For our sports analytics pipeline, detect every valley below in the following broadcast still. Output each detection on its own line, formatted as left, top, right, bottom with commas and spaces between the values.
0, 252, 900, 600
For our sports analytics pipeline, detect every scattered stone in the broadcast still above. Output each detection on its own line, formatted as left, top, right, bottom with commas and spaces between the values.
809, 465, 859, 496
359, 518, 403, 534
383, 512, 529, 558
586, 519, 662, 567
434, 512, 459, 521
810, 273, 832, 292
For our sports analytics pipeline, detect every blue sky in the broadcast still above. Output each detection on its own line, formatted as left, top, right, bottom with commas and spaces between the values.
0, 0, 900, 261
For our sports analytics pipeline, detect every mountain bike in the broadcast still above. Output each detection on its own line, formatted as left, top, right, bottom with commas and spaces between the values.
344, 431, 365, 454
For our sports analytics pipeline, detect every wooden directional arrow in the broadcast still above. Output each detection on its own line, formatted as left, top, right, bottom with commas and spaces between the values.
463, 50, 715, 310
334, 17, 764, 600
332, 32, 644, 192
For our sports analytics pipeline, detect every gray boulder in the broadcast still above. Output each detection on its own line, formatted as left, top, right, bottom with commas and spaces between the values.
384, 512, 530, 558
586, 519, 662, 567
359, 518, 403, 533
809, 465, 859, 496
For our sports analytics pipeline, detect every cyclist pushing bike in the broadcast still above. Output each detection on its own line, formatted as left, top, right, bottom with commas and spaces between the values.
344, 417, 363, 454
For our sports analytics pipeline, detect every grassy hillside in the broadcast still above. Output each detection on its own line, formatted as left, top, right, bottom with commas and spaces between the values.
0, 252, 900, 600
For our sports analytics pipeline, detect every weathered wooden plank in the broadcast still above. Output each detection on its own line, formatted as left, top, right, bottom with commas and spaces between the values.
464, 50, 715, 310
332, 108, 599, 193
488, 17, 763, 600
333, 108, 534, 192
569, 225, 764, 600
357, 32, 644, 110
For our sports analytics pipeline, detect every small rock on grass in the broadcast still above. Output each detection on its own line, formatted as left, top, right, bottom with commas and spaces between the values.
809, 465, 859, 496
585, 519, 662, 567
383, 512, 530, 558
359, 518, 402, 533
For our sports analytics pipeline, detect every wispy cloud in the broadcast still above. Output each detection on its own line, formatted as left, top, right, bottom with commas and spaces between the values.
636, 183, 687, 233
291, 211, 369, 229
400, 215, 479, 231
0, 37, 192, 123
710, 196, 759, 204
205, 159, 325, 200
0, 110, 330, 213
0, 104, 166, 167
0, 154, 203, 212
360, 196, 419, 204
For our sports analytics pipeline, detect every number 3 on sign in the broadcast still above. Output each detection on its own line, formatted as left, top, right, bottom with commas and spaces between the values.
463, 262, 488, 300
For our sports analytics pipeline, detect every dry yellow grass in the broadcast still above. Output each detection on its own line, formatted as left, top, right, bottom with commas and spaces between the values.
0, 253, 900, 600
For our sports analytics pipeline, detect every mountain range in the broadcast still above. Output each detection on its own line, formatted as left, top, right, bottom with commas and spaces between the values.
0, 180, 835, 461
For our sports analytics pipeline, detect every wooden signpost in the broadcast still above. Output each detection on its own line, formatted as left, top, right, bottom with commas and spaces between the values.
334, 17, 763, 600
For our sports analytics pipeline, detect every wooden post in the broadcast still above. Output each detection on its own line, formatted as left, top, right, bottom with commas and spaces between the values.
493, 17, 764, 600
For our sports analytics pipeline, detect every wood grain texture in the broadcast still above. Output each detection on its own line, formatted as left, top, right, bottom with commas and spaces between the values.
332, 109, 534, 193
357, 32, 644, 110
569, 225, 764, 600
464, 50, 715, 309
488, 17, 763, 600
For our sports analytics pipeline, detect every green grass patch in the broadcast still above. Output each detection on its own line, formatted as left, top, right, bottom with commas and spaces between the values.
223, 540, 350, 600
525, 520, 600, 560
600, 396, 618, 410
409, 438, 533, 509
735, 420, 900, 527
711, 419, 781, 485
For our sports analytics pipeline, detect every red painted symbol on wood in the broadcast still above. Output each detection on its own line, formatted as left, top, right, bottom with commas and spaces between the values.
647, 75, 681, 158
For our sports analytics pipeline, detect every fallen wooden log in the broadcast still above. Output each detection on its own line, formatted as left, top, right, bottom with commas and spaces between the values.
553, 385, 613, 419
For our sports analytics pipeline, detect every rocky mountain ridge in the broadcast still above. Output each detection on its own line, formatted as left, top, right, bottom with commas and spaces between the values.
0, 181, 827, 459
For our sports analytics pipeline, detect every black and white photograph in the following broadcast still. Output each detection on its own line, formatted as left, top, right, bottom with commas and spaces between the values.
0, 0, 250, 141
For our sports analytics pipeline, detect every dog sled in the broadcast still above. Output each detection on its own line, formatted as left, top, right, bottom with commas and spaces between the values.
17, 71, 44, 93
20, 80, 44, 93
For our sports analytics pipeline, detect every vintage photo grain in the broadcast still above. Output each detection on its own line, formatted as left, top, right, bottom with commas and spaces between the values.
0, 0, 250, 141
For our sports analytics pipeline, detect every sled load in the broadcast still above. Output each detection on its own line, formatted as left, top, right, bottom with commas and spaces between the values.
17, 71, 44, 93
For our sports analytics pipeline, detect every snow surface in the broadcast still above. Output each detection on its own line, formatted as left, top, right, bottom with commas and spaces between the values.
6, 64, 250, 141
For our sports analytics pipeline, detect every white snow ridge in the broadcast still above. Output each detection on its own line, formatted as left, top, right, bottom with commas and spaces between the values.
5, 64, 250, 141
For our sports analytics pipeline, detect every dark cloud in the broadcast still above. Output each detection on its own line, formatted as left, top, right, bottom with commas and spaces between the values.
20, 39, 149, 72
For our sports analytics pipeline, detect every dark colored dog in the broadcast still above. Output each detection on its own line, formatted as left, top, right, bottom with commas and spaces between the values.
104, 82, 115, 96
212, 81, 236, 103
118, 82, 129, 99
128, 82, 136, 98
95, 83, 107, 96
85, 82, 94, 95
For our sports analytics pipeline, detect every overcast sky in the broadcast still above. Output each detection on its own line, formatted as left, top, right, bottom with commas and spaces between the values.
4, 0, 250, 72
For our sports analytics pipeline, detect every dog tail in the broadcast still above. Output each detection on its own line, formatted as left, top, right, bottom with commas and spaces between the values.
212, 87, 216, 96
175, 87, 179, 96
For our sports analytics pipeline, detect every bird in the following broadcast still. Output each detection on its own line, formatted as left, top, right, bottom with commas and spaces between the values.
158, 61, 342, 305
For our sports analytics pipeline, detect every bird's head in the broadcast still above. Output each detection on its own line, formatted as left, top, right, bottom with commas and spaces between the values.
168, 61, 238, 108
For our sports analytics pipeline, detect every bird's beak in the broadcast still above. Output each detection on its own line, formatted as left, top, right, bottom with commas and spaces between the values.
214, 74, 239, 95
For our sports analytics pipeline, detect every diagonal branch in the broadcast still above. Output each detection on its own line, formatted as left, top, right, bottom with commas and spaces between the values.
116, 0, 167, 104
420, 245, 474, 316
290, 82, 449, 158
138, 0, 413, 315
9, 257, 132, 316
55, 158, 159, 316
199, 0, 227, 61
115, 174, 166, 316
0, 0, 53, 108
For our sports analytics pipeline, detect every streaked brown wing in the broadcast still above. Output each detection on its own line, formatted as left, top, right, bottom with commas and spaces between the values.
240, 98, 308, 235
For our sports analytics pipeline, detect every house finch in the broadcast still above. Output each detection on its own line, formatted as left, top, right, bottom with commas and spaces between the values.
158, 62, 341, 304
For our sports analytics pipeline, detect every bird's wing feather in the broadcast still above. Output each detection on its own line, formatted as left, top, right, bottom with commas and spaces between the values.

* Direction *
Change "broadcast still" to "video frame" throughout all of the data above, leaving every other word and line unchanged.

* Problem solution *
For our sports analytics pipeline, detect every valley below in the following video frame. Output each detection on its own line, formatted as left, top, right, bottom with commas and spaces between the values.
0, 252, 900, 600
For our sports analytics pipeline, detect every scattered stone in the video frame above. Output each detection on its own line, formatted as left, top, right, bottom with commas and spaces between the values.
809, 465, 859, 496
359, 518, 403, 534
383, 512, 529, 558
586, 519, 662, 567
434, 512, 459, 521
810, 273, 832, 292
For our sports analytics pipeline, detect every blue sky in the video frame above. Output each detection on its own line, formatted as left, top, right, bottom with commas and spaces between the values.
0, 0, 900, 261
For our sports analytics pipeline, detect every mountain bike in the video frame above. Output each detection on its own line, formatted as left, top, right, bottom with commas and spaces between the values.
344, 431, 365, 454
For our sports analytics pipeline, detect every wooden directional arrow in the video frame above. Output each detection on its own line, formatted as left, top, right, bottom with commas and spaces between the values.
463, 50, 715, 310
334, 17, 764, 600
332, 32, 644, 192
For our sports analytics pipeline, detect every gray boulder in the video frame above. Output each detection on its own line, formatted as left, top, right, bottom with commas and spaces between the values.
384, 512, 530, 558
586, 519, 662, 567
359, 518, 403, 533
809, 465, 859, 496
For our sports analytics pipeline, detect every cyclist pushing bike in the video frame above. Output each detection on its own line, formatted as left, top, right, bottom with commas and spaces between the values.
344, 417, 363, 454
For our sports analytics pipeline, detect every grassy hillside in the video frame above. Output each detection on its own line, formatted as left, top, right, bottom with commas and spaces between the values.
0, 252, 900, 600
For our sports analytics pipeline, detect every weathered wooden plank in the video frame above. Output each detection on its own line, formatted as left, top, right, bottom with commas and spaces between the values.
464, 50, 715, 310
332, 108, 599, 193
488, 17, 763, 600
333, 108, 534, 192
569, 225, 764, 600
357, 32, 644, 110
For our sports analytics pipeline, detect every small rock on grass in the video frame above. Output each detection on its own line, formatted as left, top, right, bottom with commas and spaces between the values.
809, 465, 859, 496
585, 519, 662, 567
383, 512, 530, 558
359, 518, 402, 533
For our sports analytics pipeline, detect every wispy cloud in the video frame above. Output each detection on its own line, formatted as left, top, right, bottom with commas and spaces between the values.
636, 183, 687, 233
291, 211, 369, 229
400, 215, 479, 231
0, 37, 192, 123
710, 196, 759, 204
205, 159, 325, 200
0, 110, 330, 213
0, 104, 166, 167
0, 154, 203, 212
360, 196, 419, 204
For our sports analytics pipeline, detect every number 3 on sign in the video frame above. Output each detection on its own line, formatted as left, top, right, bottom with commas and spaces between the values.
463, 262, 488, 300
For our sports analytics pipeline, detect every dry yellow grass in the video frame above. Output each detection on its own line, formatted as left, top, right, bottom with commas and spaces between the values.
0, 253, 900, 600
For our sports analytics pipeline, detect every mountain range in the video frame above. Output each detection on its own line, formatted as left, top, right, bottom with commas and spaces between the values.
0, 180, 835, 461
For our sports analytics pipeline, detect every wooden signpost in the video frame above. Output each detection on its own line, formatted as left, top, right, bottom with commas and spaces between the values.
334, 17, 763, 600
For our sports analytics pipeline, detect every wooden post in the video frame above. Output each detection on its own line, formatted as left, top, right, bottom with commas and spaces between the values.
493, 17, 764, 600
For our sports analytics pipeline, detect every wood grain texture in the video frame above. Output each detection on its own line, formatted as left, top, right, bottom with commas and spaces between the values.
332, 109, 534, 193
357, 32, 644, 110
569, 225, 764, 600
464, 50, 715, 309
488, 17, 763, 600
For our sports analytics pipeline, detect every green grass patch in the video frame above. Output each detection on its own line, formatted as left, top, right, bottom with commas and spaces between the values.
223, 540, 350, 600
525, 520, 600, 560
600, 396, 618, 410
409, 438, 533, 509
735, 420, 900, 527
711, 419, 781, 485
For our sports analytics pipeline, detect every red painted symbol on wood in the video frame above. Output each detection on its own line, formatted as left, top, right, bottom with commas and spaces between the values.
647, 75, 681, 158
For our sports analytics pipeline, detect every fallen wooden log in the video frame above. Output each detection on its own line, formatted as left, top, right, bottom with commas and spaces between the values.
553, 385, 613, 419
For our sports analytics pipeline, detect every rocky mountain ridge in the video frame above. Output each detection on its own line, formatted as left, top, right, bottom with commas and spaces between the values.
0, 181, 827, 459
For our sports analytics pipeline, detect every black and white photograph in the following video frame. Output each detection on its own line, formatted as left, top, right, bottom with commas and spaces between the values.
0, 0, 250, 141
For our sports analytics pipeline, detect every dog sled in the video frame above. Output each detection on its own line, formatted as left, top, right, bottom with commas and spaces between the values.
17, 71, 44, 93
20, 80, 44, 93
For our sports analytics pipeline, detect every vintage photo grain in the video frame above. Output each detection on its own line, formatted as left, top, right, bottom with commas and spaces between the values.
0, 0, 250, 141
For our sports analytics pipeline, detect every sled load in the video frame above. Output each detection on its own line, formatted as left, top, right, bottom with commas and spaces between the values.
17, 71, 44, 93
For our sports analytics pipeline, detect every snow surface in the video frame above. Output each detection on its own line, formatted as left, top, right, bottom with commas and spaces between the values.
6, 64, 250, 141
For our sports analytics pipeline, detect every white snow ridge in the video frame above. Output each detection on its own line, formatted as left, top, right, bottom with commas and spaces between the values.
5, 64, 250, 141
For our sports analytics pipeline, detect every dark cloud in the video frame above. Output each detection on its own line, formatted as left, top, right, bottom with commas and spaces between the values.
20, 39, 149, 72
For our sports analytics pipeline, detect every dark colored dog in the video frame above. Output each detection on its own line, formatted as left, top, right, bottom with commas and spaces between the values.
104, 82, 115, 96
212, 81, 236, 103
118, 82, 129, 99
128, 82, 136, 98
95, 83, 107, 96
85, 82, 94, 95
For our sports analytics pipeline, detect every overcast sky in the video frame above. Output each detection on its own line, formatted as left, top, right, bottom with commas and spaces between the values.
4, 0, 250, 72
For our sports analytics pipeline, detect every dog tail in the video frame above. Output each detection on its own line, formatted as left, top, right, bottom with commas and spaces between the values.
212, 87, 216, 96
175, 87, 179, 96
For our sports analytics pipeline, detect every bird in the following video frame. Output each detection on its own line, formatted as left, top, right, bottom with commas and spaces between the values.
158, 61, 342, 305
For our sports analytics pipeline, detect every bird's head in the video frame above. Output each detection on its own line, formatted as left, top, right, bottom with commas and spaces between the values.
168, 61, 238, 108
For our sports analytics pipeline, detect every bird's beak in the video frame above. Output each detection on its own line, formatted as left, top, right, bottom with commas and spaces between the values.
214, 74, 239, 95
For our sports analytics pipeline, detect every diagonal branch in the video frame above. Output each detection on its own line, formatted as left, top, right, bottom with commas and spaces between the values.
116, 0, 167, 104
420, 245, 474, 316
290, 82, 449, 158
138, 0, 413, 315
9, 257, 132, 316
55, 158, 159, 316
199, 0, 227, 61
115, 174, 166, 316
0, 0, 53, 108
For our sports analytics pipeline, detect every streaked brown wing in the video frame above. Output each detection on its own line, formatted as left, top, right, bottom with commas and spaces between the values.
240, 98, 308, 235
For our sports analytics pipeline, detect every house finch in the video frame above. Output each detection on its own line, formatted as left, top, right, bottom with commas and spaces between the values.
158, 62, 341, 304
For our sports analytics pipeline, detect every bird's wing feather in the video frame above. Output each detection on its own line, formatted as left, top, right, bottom with commas and spaces between the values.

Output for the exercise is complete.